[Excerpts from a point labeling dataset]
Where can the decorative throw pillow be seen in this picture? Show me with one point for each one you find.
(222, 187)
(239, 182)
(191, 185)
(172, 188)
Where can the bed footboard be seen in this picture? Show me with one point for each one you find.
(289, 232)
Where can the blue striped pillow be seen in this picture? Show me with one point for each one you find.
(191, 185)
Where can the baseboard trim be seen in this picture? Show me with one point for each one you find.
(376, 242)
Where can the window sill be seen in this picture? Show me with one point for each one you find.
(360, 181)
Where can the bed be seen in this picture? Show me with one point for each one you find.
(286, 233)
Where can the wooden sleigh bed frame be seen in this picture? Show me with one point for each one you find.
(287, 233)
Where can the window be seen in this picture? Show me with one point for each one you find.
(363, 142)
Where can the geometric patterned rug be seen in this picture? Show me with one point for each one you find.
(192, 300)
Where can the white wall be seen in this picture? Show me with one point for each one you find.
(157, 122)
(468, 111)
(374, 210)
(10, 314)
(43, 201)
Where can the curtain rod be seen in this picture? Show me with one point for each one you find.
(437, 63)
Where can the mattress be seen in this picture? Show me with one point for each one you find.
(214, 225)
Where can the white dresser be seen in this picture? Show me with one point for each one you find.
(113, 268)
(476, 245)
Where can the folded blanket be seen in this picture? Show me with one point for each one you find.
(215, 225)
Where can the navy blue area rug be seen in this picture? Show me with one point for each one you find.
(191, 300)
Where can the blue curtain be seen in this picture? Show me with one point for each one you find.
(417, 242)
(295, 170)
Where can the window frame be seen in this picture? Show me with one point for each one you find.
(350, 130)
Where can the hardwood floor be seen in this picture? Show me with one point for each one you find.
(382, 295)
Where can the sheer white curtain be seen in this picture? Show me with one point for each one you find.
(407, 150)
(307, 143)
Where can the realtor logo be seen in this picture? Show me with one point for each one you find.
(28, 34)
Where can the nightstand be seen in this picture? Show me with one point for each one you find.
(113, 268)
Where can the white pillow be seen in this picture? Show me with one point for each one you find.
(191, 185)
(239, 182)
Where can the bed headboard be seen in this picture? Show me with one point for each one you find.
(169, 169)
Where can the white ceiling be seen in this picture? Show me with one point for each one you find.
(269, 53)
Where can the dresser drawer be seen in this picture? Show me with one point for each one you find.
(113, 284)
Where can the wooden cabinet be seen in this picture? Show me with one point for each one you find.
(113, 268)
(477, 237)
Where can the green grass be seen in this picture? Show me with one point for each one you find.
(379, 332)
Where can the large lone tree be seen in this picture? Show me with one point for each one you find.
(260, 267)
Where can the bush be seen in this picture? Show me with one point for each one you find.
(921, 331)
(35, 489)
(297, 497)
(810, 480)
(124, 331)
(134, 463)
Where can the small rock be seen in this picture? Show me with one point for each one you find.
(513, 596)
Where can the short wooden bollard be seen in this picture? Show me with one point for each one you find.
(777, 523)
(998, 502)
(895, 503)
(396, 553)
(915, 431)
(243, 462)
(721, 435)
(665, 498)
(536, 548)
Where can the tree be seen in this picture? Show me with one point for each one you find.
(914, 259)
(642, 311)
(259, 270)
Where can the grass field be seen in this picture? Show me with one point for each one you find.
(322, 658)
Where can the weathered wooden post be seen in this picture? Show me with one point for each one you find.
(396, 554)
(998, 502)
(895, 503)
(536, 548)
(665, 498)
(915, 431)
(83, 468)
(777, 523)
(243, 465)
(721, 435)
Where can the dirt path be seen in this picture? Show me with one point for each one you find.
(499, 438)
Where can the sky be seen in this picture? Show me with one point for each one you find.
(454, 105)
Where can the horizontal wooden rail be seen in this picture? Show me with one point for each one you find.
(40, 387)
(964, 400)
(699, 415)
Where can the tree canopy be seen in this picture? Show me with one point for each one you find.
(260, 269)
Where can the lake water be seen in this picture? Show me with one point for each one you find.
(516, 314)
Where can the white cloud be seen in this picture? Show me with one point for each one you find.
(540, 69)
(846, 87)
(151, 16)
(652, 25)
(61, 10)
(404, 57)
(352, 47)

# Direction
Turn every line of the records above into a Markdown table with the columns "Row" and "Line," numbering each row and omitting blank lines.

# Answer to this task
| Row | Line |
|---|---|
| 1 | Where can the decorative throw pillow be seen in this picture? Show me with one point for each one you find. |
| 2 | (222, 187) |
| 3 | (239, 182) |
| 4 | (191, 185) |
| 5 | (172, 188) |
| 6 | Where can the bed footboard be seen in this picture? Show me with one point for each one you find. |
| 7 | (289, 232) |
| 8 | Where can the blue striped pillow be seen in this picture? Show me with one point for each one you find. |
| 9 | (191, 185) |
| 10 | Where can the baseboard trim be seen in this picture? Show me with one point for each one you find. |
| 11 | (376, 242) |
| 12 | Where can the window sill be seen in this picture? Show me with one point for each one you find. |
| 13 | (360, 181) |
| 14 | Where can the bed be seen in this picture? Show me with one point for each one you find. |
| 15 | (286, 233) |
| 16 | Where can the wooden sleigh bed frame be seen in this picture? Show me with one point for each one you find. |
| 17 | (287, 233) |
| 18 | Where can the window be seen in this picture? Show me with one point for each one you find. |
| 19 | (363, 142) |
| 20 | Where can the geometric patterned rug be seen in this picture? Show me with one point for each one you find. |
| 21 | (192, 300) |
| 22 | Where can the white wall be seen in this picture? Show me with one point for each one you find. |
| 23 | (157, 122) |
| 24 | (468, 111) |
| 25 | (374, 210) |
| 26 | (10, 314) |
| 27 | (43, 201) |
| 28 | Where can the curtain rod be seen in this picture? Show me with one point for each one you find. |
| 29 | (437, 63) |
| 30 | Where can the mattress be seen in this picture? Show me with one point for each one you find. |
| 31 | (214, 225) |
| 32 | Where can the white dresser be seen in this picture? Show me with one point for each one you find. |
| 33 | (113, 268) |
| 34 | (476, 245) |
| 35 | Where can the folded blanket be seen in this picture? Show me with one point for each one you find. |
| 36 | (215, 225) |
| 37 | Where can the navy blue area rug be seen in this picture? Show me with one point for each one you find. |
| 38 | (191, 300) |
| 39 | Where can the blue curtain be seen in this picture? Show me with one point for each one you find. |
| 40 | (417, 242) |
| 41 | (295, 170) |
| 42 | Where can the window frame be seen in this picture? Show me with one point for each one you find. |
| 43 | (350, 130) |
| 44 | Where can the hardwood floor be seen in this picture? Show me with one point for each one you find. |
| 45 | (382, 295) |
| 46 | Where can the sheer white curtain be seen in this picture? Show me with one point for each one you find. |
| 47 | (407, 150) |
| 48 | (307, 143) |
| 49 | Where can the realtor logo be seen in this picture? Show me with one point for each one you find. |
| 50 | (28, 34) |
| 51 | Where can the nightstand be seen in this picture? Show me with one point for each one you find. |
| 52 | (113, 268) |
| 53 | Where can the white pillow be seen in this picture? Show me with one point for each one you find. |
| 54 | (191, 185) |
| 55 | (239, 182) |
| 56 | Where can the bed headboard be seen in this picture? Show me with one point for each one you find. |
| 57 | (169, 169) |
| 58 | Where can the white ceiling be seen in this picture? Show me with one point for each one you find. |
| 59 | (269, 53) |
| 60 | Where can the dresser drawer be seen in this picture? Show me with one point for each one you find. |
| 61 | (113, 284) |
| 62 | Where can the wooden cabinet be seen in this picture? Show me with one point for each one you find. |
| 63 | (113, 268) |
| 64 | (477, 237) |
| 65 | Where can the green grass be seen in this picture? Show me with one point for each one you find. |
| 66 | (379, 332) |
| 67 | Where can the large lone tree be seen in this picture? Show me with one point for each one you find. |
| 68 | (260, 267) |
| 69 | Where can the bush be seen in this picture? Show me with one point for each one you find. |
| 70 | (921, 331) |
| 71 | (35, 489) |
| 72 | (297, 497) |
| 73 | (810, 480) |
| 74 | (124, 331) |
| 75 | (134, 463) |
| 76 | Where can the small rock be seen in this picture? Show me with one point for each one you find. |
| 77 | (513, 596) |
| 78 | Where can the short wooden bollard be seen in this picture? Show me with one point for each one you find. |
| 79 | (777, 523) |
| 80 | (998, 502) |
| 81 | (895, 503) |
| 82 | (396, 553) |
| 83 | (915, 431) |
| 84 | (243, 462) |
| 85 | (721, 435) |
| 86 | (665, 498) |
| 87 | (536, 548) |
| 88 | Where can the tree be seen in this picture? Show me with one point for each one you find. |
| 89 | (914, 259) |
| 90 | (642, 311) |
| 91 | (259, 270) |
| 92 | Where can the grass field be seen in this picture? Show me with one point for each one you find. |
| 93 | (322, 658) |
| 94 | Where can the weathered wooden post be seen in this picture? Show me with one point for each one you find. |
| 95 | (396, 554) |
| 96 | (998, 502) |
| 97 | (895, 503) |
| 98 | (536, 548) |
| 99 | (665, 498) |
| 100 | (915, 431) |
| 101 | (83, 468) |
| 102 | (777, 523) |
| 103 | (243, 465) |
| 104 | (721, 435) |
| 105 | Where can the dirt path be seen in this picture? Show me with one point for each one you find. |
| 106 | (499, 438) |
| 107 | Where can the sky be seen in this picture? Show me with one point for each one you find. |
| 108 | (454, 105) |
| 109 | Where can the horizontal wooden rail be seen in this picture? Show me with one point for each one you find. |
| 110 | (40, 387) |
| 111 | (964, 400) |
| 112 | (699, 415) |
| 113 | Where can the tree canopy be seen in this picture? Show me with one point for each one you find. |
| 114 | (260, 269) |
| 115 | Where can the lake water be seen in this picture? Show me with one point for each one you find. |
| 116 | (516, 314) |
| 117 | Where can the white cloud be seen in this picture? Show me with one point for each one you find. |
| 118 | (540, 69) |
| 119 | (846, 87) |
| 120 | (151, 16) |
| 121 | (652, 25) |
| 122 | (61, 10) |
| 123 | (404, 57) |
| 124 | (352, 47) |